ASSIGNED TASK –
Could you reproduce all of the following entries exactly?

SOURCE MATERIAL –
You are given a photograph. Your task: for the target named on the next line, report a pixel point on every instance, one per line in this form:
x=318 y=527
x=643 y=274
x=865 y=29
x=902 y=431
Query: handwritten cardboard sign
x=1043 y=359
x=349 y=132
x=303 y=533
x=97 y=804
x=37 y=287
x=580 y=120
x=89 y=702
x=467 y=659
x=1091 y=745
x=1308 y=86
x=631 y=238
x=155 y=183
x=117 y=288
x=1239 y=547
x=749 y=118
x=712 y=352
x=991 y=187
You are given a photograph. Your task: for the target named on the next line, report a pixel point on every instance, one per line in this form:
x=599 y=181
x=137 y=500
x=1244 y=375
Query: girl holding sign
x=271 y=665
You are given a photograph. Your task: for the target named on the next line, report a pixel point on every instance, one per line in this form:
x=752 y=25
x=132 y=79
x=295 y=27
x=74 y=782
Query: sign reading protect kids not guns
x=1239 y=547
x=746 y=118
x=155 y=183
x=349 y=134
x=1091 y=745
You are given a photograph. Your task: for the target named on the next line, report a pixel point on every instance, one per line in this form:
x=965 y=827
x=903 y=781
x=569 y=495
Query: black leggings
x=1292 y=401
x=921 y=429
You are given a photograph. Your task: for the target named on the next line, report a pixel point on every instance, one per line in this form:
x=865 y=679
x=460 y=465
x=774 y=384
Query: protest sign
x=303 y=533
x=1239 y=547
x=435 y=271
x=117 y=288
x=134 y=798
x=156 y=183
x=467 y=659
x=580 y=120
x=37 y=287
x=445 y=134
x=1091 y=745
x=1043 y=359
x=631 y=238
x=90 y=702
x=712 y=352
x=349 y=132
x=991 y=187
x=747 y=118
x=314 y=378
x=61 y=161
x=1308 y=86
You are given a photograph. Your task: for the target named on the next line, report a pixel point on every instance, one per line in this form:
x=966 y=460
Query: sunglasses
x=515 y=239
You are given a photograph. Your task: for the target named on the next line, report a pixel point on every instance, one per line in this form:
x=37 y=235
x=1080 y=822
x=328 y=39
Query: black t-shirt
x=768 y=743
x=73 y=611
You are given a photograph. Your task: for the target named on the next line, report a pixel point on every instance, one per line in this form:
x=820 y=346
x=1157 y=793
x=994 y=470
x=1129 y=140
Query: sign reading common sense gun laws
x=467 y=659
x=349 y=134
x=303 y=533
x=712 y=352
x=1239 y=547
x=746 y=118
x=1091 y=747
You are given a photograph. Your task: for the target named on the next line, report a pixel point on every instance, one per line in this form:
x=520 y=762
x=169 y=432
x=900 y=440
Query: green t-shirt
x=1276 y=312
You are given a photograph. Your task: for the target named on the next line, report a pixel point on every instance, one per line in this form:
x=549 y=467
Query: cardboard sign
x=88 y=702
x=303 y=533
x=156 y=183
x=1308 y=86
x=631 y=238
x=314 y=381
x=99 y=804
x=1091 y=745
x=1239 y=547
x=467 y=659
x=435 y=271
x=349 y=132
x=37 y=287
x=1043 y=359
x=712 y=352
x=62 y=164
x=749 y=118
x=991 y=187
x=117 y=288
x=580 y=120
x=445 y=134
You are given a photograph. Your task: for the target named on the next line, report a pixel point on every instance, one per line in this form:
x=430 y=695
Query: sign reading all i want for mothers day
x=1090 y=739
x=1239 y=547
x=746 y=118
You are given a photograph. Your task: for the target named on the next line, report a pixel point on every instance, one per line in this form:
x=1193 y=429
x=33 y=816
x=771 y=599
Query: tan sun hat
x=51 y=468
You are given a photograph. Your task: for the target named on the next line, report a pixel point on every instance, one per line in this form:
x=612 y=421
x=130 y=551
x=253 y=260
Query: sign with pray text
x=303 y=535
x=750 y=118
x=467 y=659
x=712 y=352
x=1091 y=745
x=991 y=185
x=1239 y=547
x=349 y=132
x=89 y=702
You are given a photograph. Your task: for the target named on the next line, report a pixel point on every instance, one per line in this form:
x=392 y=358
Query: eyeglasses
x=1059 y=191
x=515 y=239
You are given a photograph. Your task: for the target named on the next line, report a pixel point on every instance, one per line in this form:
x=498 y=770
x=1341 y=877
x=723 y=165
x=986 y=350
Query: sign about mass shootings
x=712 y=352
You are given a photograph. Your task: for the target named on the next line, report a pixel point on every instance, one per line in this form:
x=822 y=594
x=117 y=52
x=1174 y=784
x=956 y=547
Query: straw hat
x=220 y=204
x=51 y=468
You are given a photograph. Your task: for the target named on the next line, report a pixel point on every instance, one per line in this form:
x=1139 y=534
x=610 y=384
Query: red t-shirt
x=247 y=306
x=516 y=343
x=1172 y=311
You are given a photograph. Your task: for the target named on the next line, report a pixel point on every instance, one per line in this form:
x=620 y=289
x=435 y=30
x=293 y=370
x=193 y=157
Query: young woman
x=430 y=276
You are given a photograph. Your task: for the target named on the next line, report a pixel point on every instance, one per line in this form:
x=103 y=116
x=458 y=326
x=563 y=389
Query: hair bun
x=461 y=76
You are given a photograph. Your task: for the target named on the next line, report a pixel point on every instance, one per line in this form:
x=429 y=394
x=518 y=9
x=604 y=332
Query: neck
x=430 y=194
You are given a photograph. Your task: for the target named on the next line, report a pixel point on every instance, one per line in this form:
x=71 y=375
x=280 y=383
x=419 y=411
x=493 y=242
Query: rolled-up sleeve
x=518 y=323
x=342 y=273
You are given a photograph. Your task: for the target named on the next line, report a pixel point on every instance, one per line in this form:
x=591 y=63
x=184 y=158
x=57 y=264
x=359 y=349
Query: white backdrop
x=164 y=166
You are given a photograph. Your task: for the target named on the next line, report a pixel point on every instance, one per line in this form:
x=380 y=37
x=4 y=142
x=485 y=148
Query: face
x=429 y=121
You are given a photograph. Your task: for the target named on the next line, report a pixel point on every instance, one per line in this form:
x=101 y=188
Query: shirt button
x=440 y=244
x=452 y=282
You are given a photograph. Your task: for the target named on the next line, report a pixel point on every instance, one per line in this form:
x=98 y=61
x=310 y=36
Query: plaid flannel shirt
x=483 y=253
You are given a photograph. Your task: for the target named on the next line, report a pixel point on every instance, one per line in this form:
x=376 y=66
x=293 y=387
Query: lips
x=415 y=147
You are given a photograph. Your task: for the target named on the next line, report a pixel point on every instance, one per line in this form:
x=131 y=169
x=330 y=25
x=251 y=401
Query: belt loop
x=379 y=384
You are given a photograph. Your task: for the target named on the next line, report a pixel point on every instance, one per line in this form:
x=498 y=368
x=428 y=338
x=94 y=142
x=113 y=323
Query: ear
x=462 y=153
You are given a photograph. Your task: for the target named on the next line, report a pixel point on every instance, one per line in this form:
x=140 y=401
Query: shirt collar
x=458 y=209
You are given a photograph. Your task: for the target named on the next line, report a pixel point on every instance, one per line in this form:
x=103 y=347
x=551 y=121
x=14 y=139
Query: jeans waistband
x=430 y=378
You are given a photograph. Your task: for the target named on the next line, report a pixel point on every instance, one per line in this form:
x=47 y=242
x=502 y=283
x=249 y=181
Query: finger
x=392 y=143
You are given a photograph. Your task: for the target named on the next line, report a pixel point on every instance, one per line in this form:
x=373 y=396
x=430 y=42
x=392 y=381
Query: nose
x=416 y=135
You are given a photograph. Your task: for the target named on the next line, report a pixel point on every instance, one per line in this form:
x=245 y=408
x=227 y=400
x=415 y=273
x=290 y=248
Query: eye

TASK RESULT –
You are given a photograph. Your task: for the target named on the next line, report a pixel point on every instance, one per line in this form:
x=318 y=527
x=643 y=274
x=865 y=29
x=902 y=431
Query: handwritten cardboard sign
x=1043 y=359
x=349 y=132
x=303 y=533
x=97 y=804
x=37 y=287
x=580 y=120
x=89 y=702
x=467 y=659
x=1091 y=745
x=1308 y=86
x=631 y=238
x=155 y=183
x=117 y=288
x=1239 y=547
x=749 y=118
x=712 y=352
x=991 y=187
You are given a photograph. Your task: for the target named on the next line, report a pixel point on every instance, one per line in this form:
x=599 y=181
x=137 y=500
x=1244 y=375
Query: girl holding sign
x=271 y=665
You are given a photograph. Your task: for the target named on the next line, report a pixel point on every instance, one per line in this form:
x=752 y=25
x=132 y=79
x=295 y=27
x=74 y=782
Query: sign reading protect kids not guns
x=1239 y=547
x=746 y=118
x=155 y=183
x=349 y=134
x=1091 y=745
You are given a photograph. Your task: for the target named on the next line, report a pixel point on every instance, one per line in this form:
x=965 y=827
x=903 y=781
x=569 y=495
Query: black leggings
x=1292 y=401
x=921 y=429
You are given a photograph. Your task: for the target named on the next line, report a pixel point on every instance, one per line in this form:
x=865 y=679
x=460 y=465
x=774 y=384
Query: protest sign
x=303 y=533
x=1239 y=547
x=435 y=271
x=117 y=288
x=134 y=798
x=156 y=183
x=467 y=659
x=580 y=120
x=37 y=287
x=445 y=134
x=1091 y=745
x=1043 y=359
x=631 y=238
x=90 y=702
x=712 y=352
x=349 y=132
x=991 y=187
x=747 y=118
x=314 y=378
x=61 y=161
x=1308 y=86
You are given a photograph. Your task: for the target named on the next line, report a pixel point on every instance, one per line in this form:
x=966 y=460
Query: sunglasses
x=515 y=239
You are given a photograph. Your task: for the target named on the next line, report a pixel point on every instance, one per line in this form:
x=37 y=235
x=1080 y=822
x=328 y=39
Query: black t-shirt
x=768 y=743
x=73 y=611
You are given a photograph. Your task: for the target named on the next line, report a pixel point on every instance, one per line in this form:
x=820 y=346
x=1157 y=793
x=994 y=470
x=1129 y=140
Query: sign reading common sense gun laws
x=467 y=659
x=349 y=134
x=303 y=533
x=712 y=352
x=1239 y=547
x=746 y=118
x=1091 y=747
You are given a photograph. Your task: for the target named on the next line, report a pixel point on every instance, one per line in this form:
x=520 y=762
x=169 y=432
x=900 y=440
Query: green t-shirt
x=1276 y=312
You are given a photograph. Your task: for the target named on the next line, report a pixel point on every instance, one per line in this form:
x=549 y=467
Query: cardboard sign
x=88 y=702
x=303 y=533
x=156 y=183
x=1308 y=86
x=631 y=238
x=314 y=381
x=99 y=804
x=1091 y=745
x=1239 y=547
x=467 y=659
x=435 y=271
x=349 y=132
x=37 y=287
x=1043 y=359
x=712 y=352
x=62 y=164
x=749 y=118
x=991 y=187
x=117 y=288
x=580 y=120
x=445 y=134
You are given a photograph. Your task: for the target named on the next line, report a pixel point on every instance, one per line in this form:
x=430 y=695
Query: sign reading all i want for mothers day
x=1090 y=739
x=1239 y=547
x=746 y=118
You are given a photograph. Your task: for the target named on the next line, report a pixel point on every instance, one per line in this form:
x=1193 y=429
x=33 y=816
x=771 y=599
Query: tan sun hat
x=51 y=468
You are given a photograph. Your task: for the target named on the next line, report a pixel point on every instance, one per line in this form:
x=612 y=421
x=130 y=551
x=253 y=260
Query: sign with pray text
x=303 y=535
x=750 y=118
x=467 y=659
x=712 y=352
x=1091 y=745
x=991 y=185
x=1239 y=547
x=349 y=132
x=89 y=702
You are given a photograph. Your task: for the target named on the next line, report a pixel point on every instance, one per line in this form:
x=392 y=358
Query: eyeglasses
x=1059 y=191
x=515 y=239
You are given a photograph. Your task: for the target named on the next line, report a pixel point on every instance, one per line in this form:
x=498 y=770
x=1341 y=877
x=723 y=165
x=986 y=350
Query: sign about mass shootings
x=712 y=352
You are given a photograph. Your task: for the target named on the next line, report a pixel point on every instance, one per line in this form:
x=822 y=594
x=117 y=52
x=1174 y=784
x=956 y=547
Query: straw hat
x=220 y=204
x=51 y=468
You are given a photograph. Your task: for the target named on the next line, report a pixel point on every instance, one per line in this form:
x=1139 y=534
x=610 y=384
Query: red t-shirt
x=247 y=306
x=516 y=343
x=1172 y=311
You are given a photograph. Your task: for the target named on the next line, report a pixel point on every instance, one per line in this form:
x=620 y=289
x=435 y=30
x=293 y=370
x=193 y=157
Query: young woman
x=430 y=276
You are given a photograph. Your task: for the target named on the next line, report a pixel point on every instance, one per line in this form:
x=103 y=116
x=458 y=326
x=563 y=389
Query: hair bun
x=461 y=76
You are given a photograph. Your task: for the target named on the next line, report a pixel point on every instance, one per line in this form:
x=429 y=394
x=518 y=9
x=604 y=332
Query: neck
x=430 y=194
You are given a photograph. Your task: for the target named on the next line, report a pixel point on every instance, one per line in this form:
x=71 y=375
x=280 y=383
x=419 y=411
x=493 y=242
Query: rolled-up sleeve
x=518 y=323
x=342 y=273
You are given a photograph. Your task: for the target named on the next line, report a pixel point on every instance, one per line in this form:
x=591 y=63
x=184 y=158
x=57 y=264
x=359 y=349
Query: white backdrop
x=164 y=166
You are given a photograph. Your task: for the target named on the next line, report a pixel point on every instance, one per line in this form:
x=380 y=37
x=4 y=142
x=485 y=148
Query: face
x=429 y=121
You are given a photograph. Your task: for the target named on the next line, report a pixel point on every instance, one per line in this form:
x=101 y=188
Query: shirt button
x=440 y=244
x=452 y=282
You are given a photograph. Your task: for the target named on the next line, report a pixel point on every instance, one per line in this form:
x=98 y=61
x=310 y=36
Query: plaid flannel shirt
x=483 y=253
You are given a photograph. Your task: for the target named on the next line, report a pixel point on every instance, one per line in this form:
x=376 y=66
x=293 y=387
Query: lips
x=415 y=147
You are given a photograph. Your task: for the target named on the next line, report a pixel point on every instance, one per line in this form:
x=131 y=169
x=330 y=25
x=251 y=401
Query: belt loop
x=379 y=384
You are given a photograph. Your task: for the target named on the next line, report a pixel point on every instance, one per line in this form:
x=498 y=368
x=428 y=338
x=94 y=142
x=113 y=323
Query: ear
x=462 y=153
You are given a photograph. Your task: for the target named on the next line, report a pixel point on every instance, one per line in this form:
x=140 y=401
Query: shirt collar
x=458 y=209
You are given a photograph. Your task: for the target named on the next line, report a pixel point on every instance, one per line in this form:
x=103 y=347
x=551 y=121
x=14 y=139
Query: jeans waistband
x=430 y=378
You are given a photograph. Your task: for the target named on the next line, report a pixel point on every instance, one per line in this form:
x=47 y=242
x=502 y=283
x=249 y=181
Query: finger
x=392 y=143
You are given a photograph. Your task: for the target named on the next line, report a pixel point on every instance, one per line in this form:
x=373 y=396
x=430 y=42
x=392 y=381
Query: nose
x=416 y=135
You are given a photograph. Your task: for the target named on the next line, report a pixel point on every instance, one per line in this form:
x=245 y=408
x=227 y=400
x=415 y=273
x=290 y=248
Query: eye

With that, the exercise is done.